Start of Study text

A new organisation, Revive and Restore, formed by the
Long Now Foundation with the help of the National
Geographic Society and advised by a group of respected
scientists, has been created to examine the potential for
a new branch of zoology: de-extinction.
[The Times, 8 Mar. 2013.]
Genetic science is rapidly getting to the stage of being able to
regenerate animals and plants from preserved specimens. The
conference heard that a team led by Professor Mike Archer at the
University of New South Wales has created embryos of the extinct
Australian gastric brooding frog, which incubated offspring in its
stomach and gave birth through its mouth, though the embryos
survived only a short time. The extinct Pyrenean ibex was cloned in
2003 but the baby died shortly after birth. There are proposals to
bring back the Tasmanian tiger, the California condor, the American
passenger pigeon and the woolly mammoth. The subject divides the
scientific community. Some opponents consider de-extinction to be
valueless, while others feel it will divert attention and resources
from preserving living but endangered species.

End of Study text
Start of Extracted data

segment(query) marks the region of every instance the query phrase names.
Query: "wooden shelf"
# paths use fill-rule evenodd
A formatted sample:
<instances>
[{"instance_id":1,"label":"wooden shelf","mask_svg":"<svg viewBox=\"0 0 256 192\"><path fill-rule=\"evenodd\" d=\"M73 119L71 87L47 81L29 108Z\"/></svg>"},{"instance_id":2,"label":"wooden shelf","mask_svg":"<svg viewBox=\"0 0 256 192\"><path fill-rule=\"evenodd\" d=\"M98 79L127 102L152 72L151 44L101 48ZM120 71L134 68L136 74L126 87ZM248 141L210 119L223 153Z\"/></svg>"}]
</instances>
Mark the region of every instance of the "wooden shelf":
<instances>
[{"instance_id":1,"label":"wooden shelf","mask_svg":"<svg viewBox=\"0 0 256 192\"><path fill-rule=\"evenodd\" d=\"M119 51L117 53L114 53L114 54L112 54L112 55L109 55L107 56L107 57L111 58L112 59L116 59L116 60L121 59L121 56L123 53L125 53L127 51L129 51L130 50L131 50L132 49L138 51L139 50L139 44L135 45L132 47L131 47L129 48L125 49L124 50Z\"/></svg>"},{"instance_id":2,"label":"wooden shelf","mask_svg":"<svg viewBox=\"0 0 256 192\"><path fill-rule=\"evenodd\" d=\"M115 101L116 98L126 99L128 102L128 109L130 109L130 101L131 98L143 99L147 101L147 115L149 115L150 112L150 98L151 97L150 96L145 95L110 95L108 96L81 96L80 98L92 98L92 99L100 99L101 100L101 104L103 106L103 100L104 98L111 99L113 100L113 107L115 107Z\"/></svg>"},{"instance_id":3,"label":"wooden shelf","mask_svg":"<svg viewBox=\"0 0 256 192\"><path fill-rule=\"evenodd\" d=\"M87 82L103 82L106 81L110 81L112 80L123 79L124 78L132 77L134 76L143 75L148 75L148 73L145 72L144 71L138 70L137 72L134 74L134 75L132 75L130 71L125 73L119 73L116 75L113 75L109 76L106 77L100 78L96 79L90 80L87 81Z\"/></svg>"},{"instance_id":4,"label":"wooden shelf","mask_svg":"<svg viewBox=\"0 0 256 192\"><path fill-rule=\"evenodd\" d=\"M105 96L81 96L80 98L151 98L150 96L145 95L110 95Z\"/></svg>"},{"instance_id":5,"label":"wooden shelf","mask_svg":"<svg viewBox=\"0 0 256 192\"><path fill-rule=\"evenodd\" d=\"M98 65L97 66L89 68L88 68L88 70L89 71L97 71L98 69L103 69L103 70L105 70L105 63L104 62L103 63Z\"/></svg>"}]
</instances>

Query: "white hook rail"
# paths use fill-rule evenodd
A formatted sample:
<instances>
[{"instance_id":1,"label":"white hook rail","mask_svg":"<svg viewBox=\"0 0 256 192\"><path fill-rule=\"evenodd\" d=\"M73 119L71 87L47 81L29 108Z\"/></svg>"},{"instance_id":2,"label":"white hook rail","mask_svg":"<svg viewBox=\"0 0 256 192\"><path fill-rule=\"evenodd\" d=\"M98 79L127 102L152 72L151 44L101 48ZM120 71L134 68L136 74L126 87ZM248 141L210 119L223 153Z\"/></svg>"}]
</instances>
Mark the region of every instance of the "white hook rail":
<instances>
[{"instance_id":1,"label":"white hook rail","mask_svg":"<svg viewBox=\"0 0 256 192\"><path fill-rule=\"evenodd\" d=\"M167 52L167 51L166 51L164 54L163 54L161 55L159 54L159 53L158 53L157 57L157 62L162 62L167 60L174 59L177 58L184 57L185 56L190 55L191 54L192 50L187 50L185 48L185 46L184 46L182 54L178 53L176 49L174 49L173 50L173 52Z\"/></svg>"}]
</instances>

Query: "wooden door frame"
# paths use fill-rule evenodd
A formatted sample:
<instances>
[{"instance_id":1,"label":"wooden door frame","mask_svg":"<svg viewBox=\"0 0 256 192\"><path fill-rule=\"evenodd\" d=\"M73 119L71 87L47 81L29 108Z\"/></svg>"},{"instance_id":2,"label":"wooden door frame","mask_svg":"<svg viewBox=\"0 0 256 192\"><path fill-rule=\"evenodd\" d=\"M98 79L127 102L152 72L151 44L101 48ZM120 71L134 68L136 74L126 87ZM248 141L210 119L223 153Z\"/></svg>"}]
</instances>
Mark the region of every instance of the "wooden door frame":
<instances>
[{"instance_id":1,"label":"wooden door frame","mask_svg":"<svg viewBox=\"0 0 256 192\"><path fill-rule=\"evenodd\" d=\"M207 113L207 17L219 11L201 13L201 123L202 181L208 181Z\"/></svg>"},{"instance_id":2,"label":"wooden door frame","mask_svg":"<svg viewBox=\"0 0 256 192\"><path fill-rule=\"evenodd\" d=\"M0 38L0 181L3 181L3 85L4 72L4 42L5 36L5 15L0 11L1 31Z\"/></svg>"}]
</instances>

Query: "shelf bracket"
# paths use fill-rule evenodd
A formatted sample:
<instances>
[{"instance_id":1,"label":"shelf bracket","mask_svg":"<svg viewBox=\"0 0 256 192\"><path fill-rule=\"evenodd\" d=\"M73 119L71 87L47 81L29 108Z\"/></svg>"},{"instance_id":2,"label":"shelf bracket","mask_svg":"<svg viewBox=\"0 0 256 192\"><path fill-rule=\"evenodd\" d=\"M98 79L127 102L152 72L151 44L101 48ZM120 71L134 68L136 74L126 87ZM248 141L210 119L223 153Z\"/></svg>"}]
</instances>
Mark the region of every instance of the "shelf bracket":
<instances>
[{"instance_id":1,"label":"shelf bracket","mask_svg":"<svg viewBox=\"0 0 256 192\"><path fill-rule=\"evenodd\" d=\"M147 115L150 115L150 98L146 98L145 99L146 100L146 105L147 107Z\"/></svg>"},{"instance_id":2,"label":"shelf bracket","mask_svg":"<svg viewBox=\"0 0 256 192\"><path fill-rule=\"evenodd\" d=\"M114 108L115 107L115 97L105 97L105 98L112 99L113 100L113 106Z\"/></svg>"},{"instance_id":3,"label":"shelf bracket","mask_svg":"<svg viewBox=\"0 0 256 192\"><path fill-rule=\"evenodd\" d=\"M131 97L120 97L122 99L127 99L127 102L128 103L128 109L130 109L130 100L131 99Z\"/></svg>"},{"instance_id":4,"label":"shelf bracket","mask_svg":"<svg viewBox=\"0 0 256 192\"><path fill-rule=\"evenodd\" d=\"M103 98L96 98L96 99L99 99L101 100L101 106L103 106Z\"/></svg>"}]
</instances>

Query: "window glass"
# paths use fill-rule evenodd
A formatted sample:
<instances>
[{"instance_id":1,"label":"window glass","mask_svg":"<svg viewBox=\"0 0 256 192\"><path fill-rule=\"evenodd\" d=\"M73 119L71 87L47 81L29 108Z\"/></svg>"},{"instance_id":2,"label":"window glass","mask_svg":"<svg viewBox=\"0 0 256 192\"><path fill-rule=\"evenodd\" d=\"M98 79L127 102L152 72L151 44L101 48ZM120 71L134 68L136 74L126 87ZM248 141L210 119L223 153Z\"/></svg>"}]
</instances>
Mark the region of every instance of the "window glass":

End of Extracted data

_Exercise instructions_
a – Please explain, in one to three sentences, why some opponents object to de-extinction, according to the de-extinction text.
b – Answer these questions from the de-extinction text:
(i) Which organization formed Revive and Restore?
(ii) At which university does Professor Mike Archer's team work?
(iii) In what year was the extinct Pyrenean ibex cloned?
c – Extend the de-extinction text, picking up after its last sentence.

_Task-by-task outputs_
a – Some opponents consider de-extinction to be valueless. Others feel it will divert attention and resources from preserving species that are still living but endangered.

b –
(i) The Long Now Foundation
(ii) The University of New South Wales
(iii) 2003

c –
The earliest scientific usage I've found is in a quite different
context, in a paper on cosmology published in 2008. As so often, a
SF/fantasy author got there first, in a story about a magician:
Again he hesitated - and was brought up short by the
coalescing vapor. Suddenly thirteen black cats faced him,
spitting viciously. Bink had never seen a pure cat before,
in the flesh. He regarded the cat as an extinct species.
He just stood there and stared at this abrupt de-
extinction, unable to formulate a durable opinion. If he
killed these animals, would he be re-extincting the
species?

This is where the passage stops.